__YOUR GOAL__
Copy all entries without alteration and skip the pictures they hold.
* * * * *
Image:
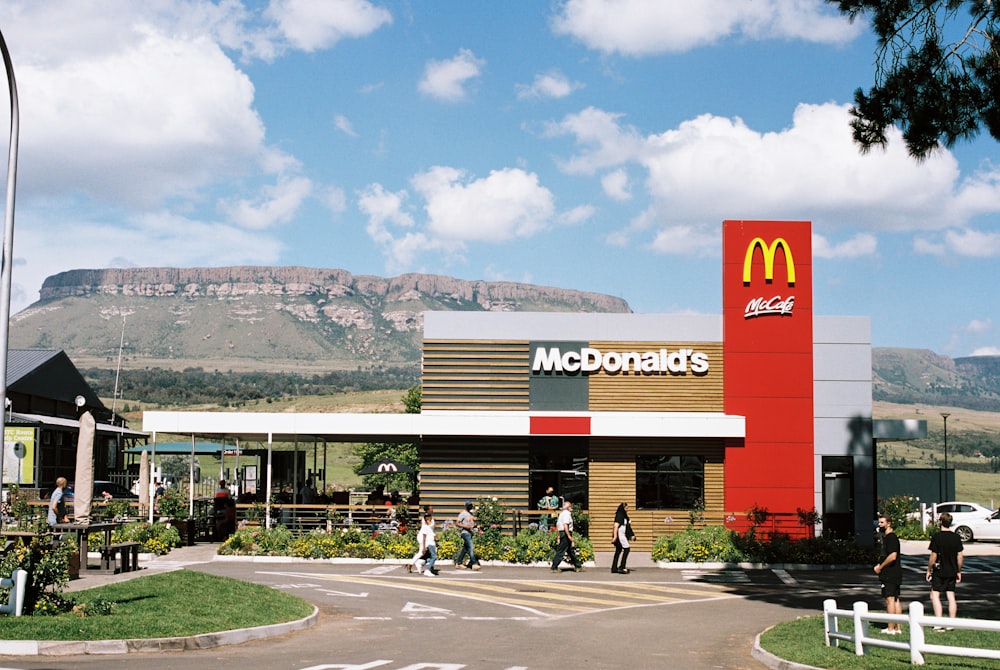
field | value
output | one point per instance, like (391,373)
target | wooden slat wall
(453,471)
(475,375)
(612,481)
(659,393)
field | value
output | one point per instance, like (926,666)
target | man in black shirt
(890,572)
(944,570)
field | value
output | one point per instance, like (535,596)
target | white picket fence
(15,599)
(917,645)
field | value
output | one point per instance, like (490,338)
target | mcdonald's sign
(769,252)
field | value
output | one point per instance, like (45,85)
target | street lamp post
(6,261)
(945,415)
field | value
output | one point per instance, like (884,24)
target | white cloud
(709,167)
(646,27)
(343,124)
(506,204)
(687,241)
(276,204)
(968,242)
(979,326)
(616,185)
(552,84)
(160,117)
(386,213)
(447,79)
(577,215)
(310,25)
(862,244)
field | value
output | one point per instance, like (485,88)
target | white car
(987,528)
(960,512)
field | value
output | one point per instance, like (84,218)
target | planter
(188,529)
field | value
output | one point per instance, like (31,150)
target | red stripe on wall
(560,425)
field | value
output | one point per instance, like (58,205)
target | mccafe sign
(768,305)
(588,360)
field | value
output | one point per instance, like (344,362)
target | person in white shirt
(426,554)
(567,545)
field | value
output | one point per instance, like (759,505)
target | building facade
(764,408)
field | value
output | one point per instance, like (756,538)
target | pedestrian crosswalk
(546,598)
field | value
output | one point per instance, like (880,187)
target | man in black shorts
(944,570)
(890,572)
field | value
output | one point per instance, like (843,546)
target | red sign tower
(768,349)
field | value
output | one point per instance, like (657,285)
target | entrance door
(838,496)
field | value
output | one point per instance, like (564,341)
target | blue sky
(586,144)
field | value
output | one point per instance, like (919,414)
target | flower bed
(717,544)
(530,546)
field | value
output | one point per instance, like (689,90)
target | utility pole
(947,494)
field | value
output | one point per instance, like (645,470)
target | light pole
(8,233)
(945,415)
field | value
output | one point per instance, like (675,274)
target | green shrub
(711,543)
(719,544)
(47,565)
(530,546)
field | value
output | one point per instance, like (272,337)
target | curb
(761,566)
(775,662)
(161,644)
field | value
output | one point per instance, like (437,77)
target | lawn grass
(171,604)
(802,641)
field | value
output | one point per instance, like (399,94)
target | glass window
(669,482)
(561,464)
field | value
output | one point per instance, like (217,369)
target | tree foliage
(937,72)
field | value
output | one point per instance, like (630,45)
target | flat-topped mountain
(266,318)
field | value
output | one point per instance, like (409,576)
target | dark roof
(44,372)
(22,362)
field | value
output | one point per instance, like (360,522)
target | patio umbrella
(386,466)
(83,487)
(144,479)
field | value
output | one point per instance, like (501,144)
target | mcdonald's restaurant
(764,407)
(762,411)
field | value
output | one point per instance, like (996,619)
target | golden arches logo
(769,253)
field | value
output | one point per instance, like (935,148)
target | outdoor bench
(120,557)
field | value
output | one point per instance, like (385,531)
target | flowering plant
(174,503)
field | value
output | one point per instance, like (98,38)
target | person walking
(567,546)
(57,503)
(621,534)
(944,569)
(426,554)
(890,572)
(466,523)
(548,503)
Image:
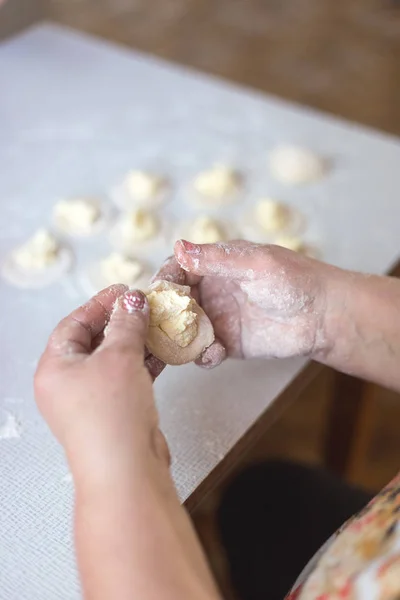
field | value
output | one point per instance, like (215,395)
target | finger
(230,260)
(128,324)
(212,356)
(172,271)
(155,366)
(74,335)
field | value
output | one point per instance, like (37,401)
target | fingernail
(133,301)
(190,248)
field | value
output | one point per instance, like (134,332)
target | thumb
(238,259)
(128,325)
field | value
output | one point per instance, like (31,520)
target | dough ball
(296,165)
(179,329)
(143,185)
(37,263)
(139,225)
(270,215)
(217,183)
(77,216)
(204,230)
(38,253)
(291,243)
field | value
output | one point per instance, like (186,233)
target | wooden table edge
(305,376)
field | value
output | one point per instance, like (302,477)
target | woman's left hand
(94,382)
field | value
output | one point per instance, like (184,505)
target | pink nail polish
(190,248)
(133,301)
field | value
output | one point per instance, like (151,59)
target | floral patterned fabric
(362,560)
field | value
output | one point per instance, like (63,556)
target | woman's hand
(263,301)
(94,386)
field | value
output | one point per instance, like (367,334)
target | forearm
(362,327)
(135,540)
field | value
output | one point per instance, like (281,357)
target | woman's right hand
(263,300)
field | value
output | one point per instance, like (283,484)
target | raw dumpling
(217,184)
(140,188)
(179,329)
(115,268)
(37,263)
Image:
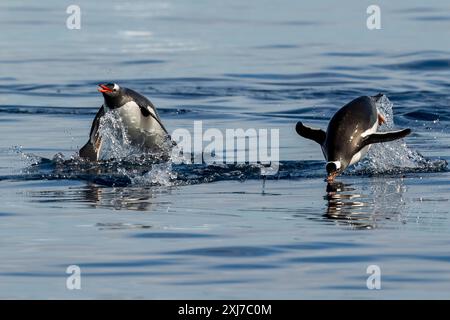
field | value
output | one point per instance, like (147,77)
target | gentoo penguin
(140,119)
(350,133)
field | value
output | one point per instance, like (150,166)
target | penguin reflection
(139,199)
(383,200)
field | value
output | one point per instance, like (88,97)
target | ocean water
(140,230)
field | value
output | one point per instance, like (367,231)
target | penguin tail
(89,152)
(317,135)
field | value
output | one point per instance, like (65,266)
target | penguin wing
(317,135)
(149,110)
(92,147)
(384,137)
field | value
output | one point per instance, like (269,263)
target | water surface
(224,232)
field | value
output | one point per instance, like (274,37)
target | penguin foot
(381,119)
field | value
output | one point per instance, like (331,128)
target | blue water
(197,231)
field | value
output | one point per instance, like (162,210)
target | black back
(345,128)
(126,95)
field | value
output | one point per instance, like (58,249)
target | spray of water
(396,156)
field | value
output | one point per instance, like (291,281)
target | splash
(115,142)
(394,157)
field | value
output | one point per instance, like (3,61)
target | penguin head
(334,168)
(109,89)
(113,94)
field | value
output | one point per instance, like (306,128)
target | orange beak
(331,177)
(102,88)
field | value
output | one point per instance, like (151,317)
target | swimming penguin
(140,119)
(350,133)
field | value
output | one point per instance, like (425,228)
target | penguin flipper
(317,135)
(91,149)
(89,152)
(385,137)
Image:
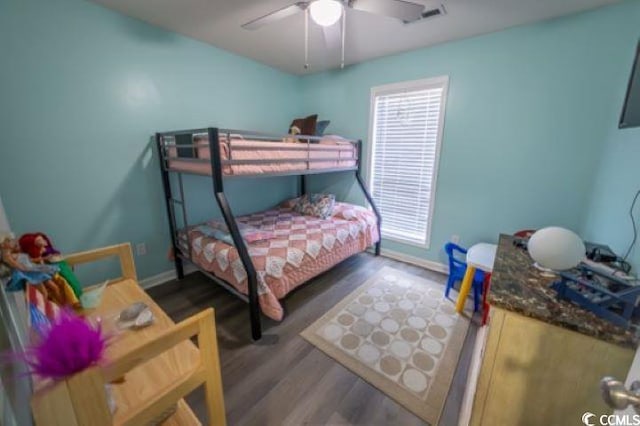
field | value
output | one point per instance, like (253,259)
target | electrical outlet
(141,249)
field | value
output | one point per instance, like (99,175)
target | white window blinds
* * * * *
__SOLUTION FOR THIS PROBLEM__
Image:
field | value
output | one point per instance, like (391,373)
target | wooden slat wall
(453,471)
(475,375)
(612,481)
(659,393)
field | value
output | one point per instance, like (926,666)
target | man in black shirt
(890,572)
(944,570)
field | value
output | one point per instance, like (535,596)
target | white picket fence
(15,599)
(917,645)
field | value
output | one point per instance, like (490,338)
target | mcdonald's sign
(769,252)
field | value
output | one point per instance, like (45,85)
target | street lamp post
(6,261)
(945,415)
field | value
output | one point per instance, like (884,24)
target | white cloud
(709,167)
(646,27)
(343,124)
(506,204)
(687,241)
(276,204)
(968,242)
(979,326)
(616,185)
(552,84)
(160,117)
(386,213)
(447,79)
(577,215)
(310,25)
(862,244)
field | value
output | one point per instance, like (485,88)
target | white car
(987,528)
(960,512)
field | value
output | one point per instance, like (84,218)
target | planter
(188,529)
field | value
output | one point per instance, like (31,150)
target | red stripe on wall
(560,425)
field | value
output | one point per instance, like (58,205)
target | mccafe sign
(768,305)
(588,360)
field | value
output | one point per instance, like (344,362)
target | person in white shirt
(426,554)
(567,545)
field | value
output | one point per instance, like (759,505)
target | building facade
(764,408)
field | value
output | one point per instance, like (756,538)
target | pedestrian crosswalk
(546,598)
field | value
output | one point per instance, like (880,187)
target | man in black shorts
(944,570)
(890,572)
field | value
output | one point per instance, like (843,546)
target | red sign tower
(768,349)
field | value
output | one point per instance, like (657,285)
target | entrance door
(838,496)
field | value
output | one point per instance, like (564,341)
target | blue sky
(586,144)
field | value
output | one point per instance, like (919,414)
target | flower bed
(717,544)
(530,546)
field | value
output | one point per instance, like (689,90)
target | utility pole
(947,494)
field | value
output | one point per instance, like (645,470)
target | light pole
(8,233)
(945,415)
field | value
output | one point per instance, like (675,274)
target | green shrub
(711,543)
(719,544)
(47,565)
(530,546)
field | value
output | one point per instance, like (272,337)
target | curb
(761,566)
(775,662)
(161,644)
field | value
output | one point per instance, like (437,77)
target | lawn grass
(171,604)
(802,641)
field | value
output | one point per instance, like (399,94)
target | glass window
(669,482)
(561,464)
field | value
output | one point per instance, like (217,369)
target | tree foliage
(937,72)
field | value
output | one point per instance, like (630,45)
target | flat-topped mountain
(266,318)
field | value
output | one point per instance, like (409,576)
target | dark roof
(44,372)
(22,362)
field | value
output | one point per instance, like (360,522)
target | patio umbrella
(386,466)
(83,487)
(144,479)
field | value
output | one point per instance, like (501,144)
target | mcdonald's restaurant
(764,407)
(762,411)
field | value
output | one point per instance, like (996,619)
target | golden arches logo
(769,253)
field | value
output | one point per instance, like (935,148)
target | outdoor bench
(120,557)
field | value
output | one point per instance, like (385,531)
target | flowering plant
(174,503)
field | value
output | one point per instance, like (98,38)
target | person walking
(567,546)
(57,503)
(621,534)
(944,569)
(426,554)
(890,572)
(466,523)
(548,503)
Image:
field | value
output | one point per instance, like (215,395)
target | finger
(230,260)
(128,324)
(212,356)
(172,271)
(155,366)
(74,335)
field | value
output | one point per instance, like (37,401)
target | fingernail
(133,301)
(190,248)
field | value
output | one point per instance, like (134,332)
target | thumb
(238,259)
(128,325)
field | value
output | one point per instance, like (31,520)
target | dough ball
(296,165)
(179,329)
(143,185)
(37,263)
(139,225)
(270,215)
(217,183)
(77,216)
(204,230)
(38,253)
(291,243)
field | value
output | one point per instance, like (186,233)
target | wooden table edge
(305,376)
field | value
output | one point per instance, like (302,477)
target | woman's left hand
(94,382)
field | value
output | one point per instance, like (184,505)
target | pink nail polish
(190,248)
(133,301)
field | value
output | one point per instance, like (151,59)
target | floral patterned fabric
(362,560)
field | value
output | one point per instance, like (63,556)
target | woman's hand
(263,301)
(94,386)
field | value
output | one point per instance, like (367,334)
target | forearm
(362,327)
(135,540)
field | value
output | one point per instance, like (281,357)
target | woman's right hand
(263,300)
field | value
output | one point per instance, like (283,484)
target | raw dumpling
(217,184)
(140,188)
(179,329)
(115,268)
(37,263)
Image:
field | value
output | one point per instance, like (147,77)
target | gentoo penguin
(140,119)
(350,133)
field | value
output | one point per instance, like (150,166)
target | penguin reflection
(139,199)
(383,200)
field | value
output | one point per instance, like (88,97)
target | ocean water
(140,230)
field | value
output | one point per instance, like (367,231)
target | penguin tail
(89,152)
(317,135)
field | value
output | one point per instance, like (65,266)
target | penguin wing
(317,135)
(149,110)
(92,147)
(384,137)
field | value
output | one point per instance, like (269,263)
target | water surface
(224,232)
field | value
output | one point per instance, like (274,37)
target | penguin foot
(381,119)
field | value
output | one point per instance, like (331,128)
target | blue water
(197,231)
field | value
output | one point per instance, like (162,210)
target | black back
(345,128)
(126,95)
field | value
output | one point per instance, like (58,249)
target | spray of water
(396,156)
field | value
output | one point per instance, like (291,281)
target | splash
(115,142)
(394,157)
field | value
output | one point per instance, like (3,61)
target | penguin head
(334,168)
(109,89)
(113,94)
field | value
output | one point per instance, like (306,128)
target | orange beak
(331,177)
(102,88)
field | value
output | one point per instance, like (151,317)
target | swimming penguin
(140,119)
(350,133)
field | value
output | one point per instance, like (425,228)
target | penguin flipper
(317,135)
(91,149)
(89,152)
(385,137)
Image:
field | value
output | one point per instance, like (253,259)
target | electrical outlet
(141,249)
field | value
output | one point per instance, like (99,175)
target | white window blinds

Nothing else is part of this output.